### Extracted text

+ + + + + + +

There are so many possibilities here. Take a look into your past and see if there are any patterns.

Hope this helps, good luck!

2007-11-05 00:31:45 · answer #3 · answered by ashnperry 3 · 4 0

Sex in a relationship is very important especially to the guy. If you no longer desire him the way you did before, then you are either A) bored with it, and need to spice things up a bit, or B) you dont love him like you think you do. It seems that you need to step back and ask yourself if you really love him, or if he's just a secure feeling for you. It is too easy to mix the two up. If you stay in this realtionship for security, then you are being selfish. If he needs the sex, no matter how much he loves you, he will find it elsewhere. If you do love him, try new things with him, something to bring back the spark. If you don't love him then let him go. A relationship is about all combined not just a little of each.

2007-11-05 00:50:08 · answer #4 · answered by dannah1129 2 · 0 0

Nothing wrong with it. You have different drives and that is the same with most couples. He's not pressuring you so that's good, you shouldn't feel you have to turn it on when you aren't in the mood. If anything he you did roll over to please him whenever he wanted, the whole experience becomes a chore and you'll stop enjoying it.

Ignore everyone on here that says you don't love him, or have got a problem. It's rubbish.

2007-11-05 00:35:31 · answer #5 · answered by Blondie Bear 3 · 0 0

I think this is normal - I have definitely felt this way. I love feeling safe and loved, but it's not always exciting. I was incredibly hot for my boyfriend when we first started dating so I know it's not him or the sex. Another problem is the worrying - now sex has become this big issue associated with guilt, doubts about my relationship and concerns about things like being frigid. It's hard, but try not to worry about it. Try to pick times when you're feeling good (like after exercise) and initiate sex. It's okay if there's a little bit of duty but if you initiate it you'll probably feel sexier instead of guilty for resisting his advances.

2007-11-07 01:57:58 · answer #6 · answered by Anonymous · 0 0

Listen hon, if you don't like sex you're doing it wrong!

Find the reason you don't like it, there must be some sort of issue. Do you not orgasm, or not get the pleasure you need? If you don't you CAN fix it, clear communication is the key.

+ + + + + + +

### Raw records
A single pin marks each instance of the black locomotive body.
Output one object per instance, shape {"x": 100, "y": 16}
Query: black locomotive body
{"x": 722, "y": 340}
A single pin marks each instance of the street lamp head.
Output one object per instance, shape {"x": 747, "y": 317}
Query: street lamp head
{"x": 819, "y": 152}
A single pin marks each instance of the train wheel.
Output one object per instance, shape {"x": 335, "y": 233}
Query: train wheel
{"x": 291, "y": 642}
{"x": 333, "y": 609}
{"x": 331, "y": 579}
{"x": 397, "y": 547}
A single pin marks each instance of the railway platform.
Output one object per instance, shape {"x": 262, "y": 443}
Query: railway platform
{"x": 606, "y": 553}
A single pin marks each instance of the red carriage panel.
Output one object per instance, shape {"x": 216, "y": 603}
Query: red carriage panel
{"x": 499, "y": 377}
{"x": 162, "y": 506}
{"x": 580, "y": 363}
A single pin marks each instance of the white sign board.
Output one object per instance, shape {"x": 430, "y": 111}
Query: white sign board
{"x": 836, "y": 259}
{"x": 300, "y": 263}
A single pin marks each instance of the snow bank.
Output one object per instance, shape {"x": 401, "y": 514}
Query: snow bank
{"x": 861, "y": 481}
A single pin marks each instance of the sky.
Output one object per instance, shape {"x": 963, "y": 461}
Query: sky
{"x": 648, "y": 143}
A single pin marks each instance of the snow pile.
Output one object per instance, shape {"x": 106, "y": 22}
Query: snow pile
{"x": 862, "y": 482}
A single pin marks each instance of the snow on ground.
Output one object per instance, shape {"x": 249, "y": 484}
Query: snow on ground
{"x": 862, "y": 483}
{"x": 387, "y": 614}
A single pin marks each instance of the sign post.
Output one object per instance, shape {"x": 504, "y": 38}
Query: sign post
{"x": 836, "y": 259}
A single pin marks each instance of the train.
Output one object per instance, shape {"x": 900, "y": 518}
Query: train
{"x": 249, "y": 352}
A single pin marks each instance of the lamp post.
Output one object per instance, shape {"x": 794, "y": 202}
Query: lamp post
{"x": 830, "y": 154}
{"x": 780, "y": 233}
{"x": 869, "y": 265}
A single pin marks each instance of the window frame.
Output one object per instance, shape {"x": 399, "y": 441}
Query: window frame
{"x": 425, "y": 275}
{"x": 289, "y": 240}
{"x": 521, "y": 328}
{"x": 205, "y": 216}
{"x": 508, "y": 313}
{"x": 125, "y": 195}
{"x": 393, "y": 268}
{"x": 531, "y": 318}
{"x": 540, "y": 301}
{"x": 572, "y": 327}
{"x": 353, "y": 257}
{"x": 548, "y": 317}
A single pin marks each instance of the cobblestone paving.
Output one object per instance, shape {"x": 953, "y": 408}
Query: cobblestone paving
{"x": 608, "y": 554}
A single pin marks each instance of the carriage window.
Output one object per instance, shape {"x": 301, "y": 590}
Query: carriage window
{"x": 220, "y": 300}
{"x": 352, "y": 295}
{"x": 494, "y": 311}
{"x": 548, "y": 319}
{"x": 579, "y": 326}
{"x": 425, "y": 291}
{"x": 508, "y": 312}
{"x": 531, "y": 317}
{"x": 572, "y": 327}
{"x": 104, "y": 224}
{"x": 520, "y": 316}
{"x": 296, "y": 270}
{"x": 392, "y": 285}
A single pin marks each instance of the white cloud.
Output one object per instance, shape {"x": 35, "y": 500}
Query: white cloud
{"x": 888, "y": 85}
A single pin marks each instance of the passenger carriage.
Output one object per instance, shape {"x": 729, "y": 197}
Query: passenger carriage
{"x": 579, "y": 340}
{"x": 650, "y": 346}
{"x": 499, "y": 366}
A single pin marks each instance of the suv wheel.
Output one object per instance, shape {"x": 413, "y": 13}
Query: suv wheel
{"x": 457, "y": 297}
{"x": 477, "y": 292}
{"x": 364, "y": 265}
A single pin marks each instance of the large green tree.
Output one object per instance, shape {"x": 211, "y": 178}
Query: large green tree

+ + + + + + +

### Exercise description
From the relationship advice answers, retype the passage beginning with the words "I think this" and stopping after "doing it wrong!".

### Output of the task
I think this is normal - I have definitely felt this way. I love feeling safe and loved, but it's not always exciting. I was incredibly hot for my boyfriend when we first started dating so I know it's not him or the sex. Another problem is the worrying - now sex has become this big issue associated with guilt, doubts about my relationship and concerns about things like being frigid. It's hard, but try not to worry about it. Try to pick times when you're feeling good (like after exercise) and initiate sex. It's okay if there's a little bit of duty but if you initiate it you'll probably feel sexier instead of guilty for resisting his advances.

2007-11-07 01:57:58 · answer #6 · answered by Anonymous · 0 0

Listen hon, if you don't like sex you're doing it wrong!